*Prompt*:
Please copy out every line of the data word for word.

Records from a dataset
******************************
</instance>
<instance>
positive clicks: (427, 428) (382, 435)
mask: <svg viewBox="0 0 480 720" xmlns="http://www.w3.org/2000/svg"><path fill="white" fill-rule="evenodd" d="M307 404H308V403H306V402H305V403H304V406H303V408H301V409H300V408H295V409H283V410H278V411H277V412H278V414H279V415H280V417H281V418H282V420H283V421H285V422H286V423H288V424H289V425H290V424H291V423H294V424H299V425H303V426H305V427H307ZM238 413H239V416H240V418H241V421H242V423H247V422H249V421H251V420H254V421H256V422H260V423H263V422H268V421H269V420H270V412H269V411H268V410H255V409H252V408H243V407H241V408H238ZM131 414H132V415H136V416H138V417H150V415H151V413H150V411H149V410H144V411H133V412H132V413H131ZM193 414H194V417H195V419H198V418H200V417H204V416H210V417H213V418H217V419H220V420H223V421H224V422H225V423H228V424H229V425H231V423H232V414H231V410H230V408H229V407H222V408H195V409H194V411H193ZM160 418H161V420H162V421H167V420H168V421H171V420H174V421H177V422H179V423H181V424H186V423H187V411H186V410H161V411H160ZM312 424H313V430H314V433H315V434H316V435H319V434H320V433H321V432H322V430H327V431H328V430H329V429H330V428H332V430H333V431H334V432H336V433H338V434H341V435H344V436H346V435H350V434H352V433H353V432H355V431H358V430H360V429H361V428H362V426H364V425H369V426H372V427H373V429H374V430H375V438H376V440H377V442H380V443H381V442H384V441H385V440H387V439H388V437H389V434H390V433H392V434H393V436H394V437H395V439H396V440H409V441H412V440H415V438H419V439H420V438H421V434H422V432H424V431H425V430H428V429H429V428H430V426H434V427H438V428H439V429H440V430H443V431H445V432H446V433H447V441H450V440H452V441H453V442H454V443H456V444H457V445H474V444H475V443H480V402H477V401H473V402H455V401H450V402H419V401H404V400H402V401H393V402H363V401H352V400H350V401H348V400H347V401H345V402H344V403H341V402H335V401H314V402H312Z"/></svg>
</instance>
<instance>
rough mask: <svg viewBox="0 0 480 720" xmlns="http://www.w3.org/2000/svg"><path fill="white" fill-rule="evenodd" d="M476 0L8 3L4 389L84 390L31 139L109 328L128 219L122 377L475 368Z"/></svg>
******************************
*Response box*:
</instance>
<instance>
positive clicks: (427, 428) (382, 435)
mask: <svg viewBox="0 0 480 720" xmlns="http://www.w3.org/2000/svg"><path fill="white" fill-rule="evenodd" d="M307 404H308V403H306V402H305V403H304V406H303V408H301V409H300V408H295V409H283V410H278V411H277V412H278V414H279V415H280V417H281V418H282V420H283V421H285V422H286V423H288V424H289V425H290V424H291V423H294V424H299V425H303V426H305V427H307ZM238 413H239V416H240V418H241V421H242V423H247V422H249V421H251V420H254V421H256V422H260V423H263V422H268V421H269V420H270V412H269V411H268V410H255V409H252V408H243V407H241V408H238ZM131 414H132V415H136V416H138V417H150V415H151V413H150V411H149V410H144V411H133V412H132V413H131ZM193 414H194V417H195V419H198V418H200V417H204V416H210V417H213V418H217V419H220V420H223V421H224V422H225V423H228V424H229V425H231V423H232V414H231V410H230V408H229V407H222V408H195V409H194V411H193ZM160 418H161V420H162V421H167V420H168V421H171V420H174V421H177V422H179V423H181V424H186V423H187V411H186V410H161V411H160ZM312 424H313V430H314V433H315V434H316V435H319V434H320V433H321V432H322V430H327V431H328V430H329V429H330V428H332V430H333V431H334V432H336V433H338V434H341V435H344V436H346V435H350V434H352V433H353V432H355V431H358V430H360V429H361V428H362V426H364V425H369V426H372V427H373V429H374V430H375V438H376V440H377V442H380V443H381V442H384V441H385V440H387V439H388V437H389V434H390V433H392V434H393V436H394V437H395V439H396V440H409V441H412V440H415V438H419V439H420V438H421V434H422V432H424V431H425V430H428V429H429V428H430V426H434V427H438V428H439V429H440V430H443V431H445V432H446V433H447V441H450V440H452V441H453V442H454V443H456V444H457V445H474V444H475V443H480V402H477V401H473V402H455V401H450V402H419V401H404V400H402V401H393V402H363V401H352V400H350V401H348V400H347V401H345V402H344V403H341V402H335V401H314V402H312Z"/></svg>
</instance>
<instance>
rough mask: <svg viewBox="0 0 480 720" xmlns="http://www.w3.org/2000/svg"><path fill="white" fill-rule="evenodd" d="M476 0L8 3L4 389L84 390L31 139L109 328L128 219L122 377L475 368Z"/></svg>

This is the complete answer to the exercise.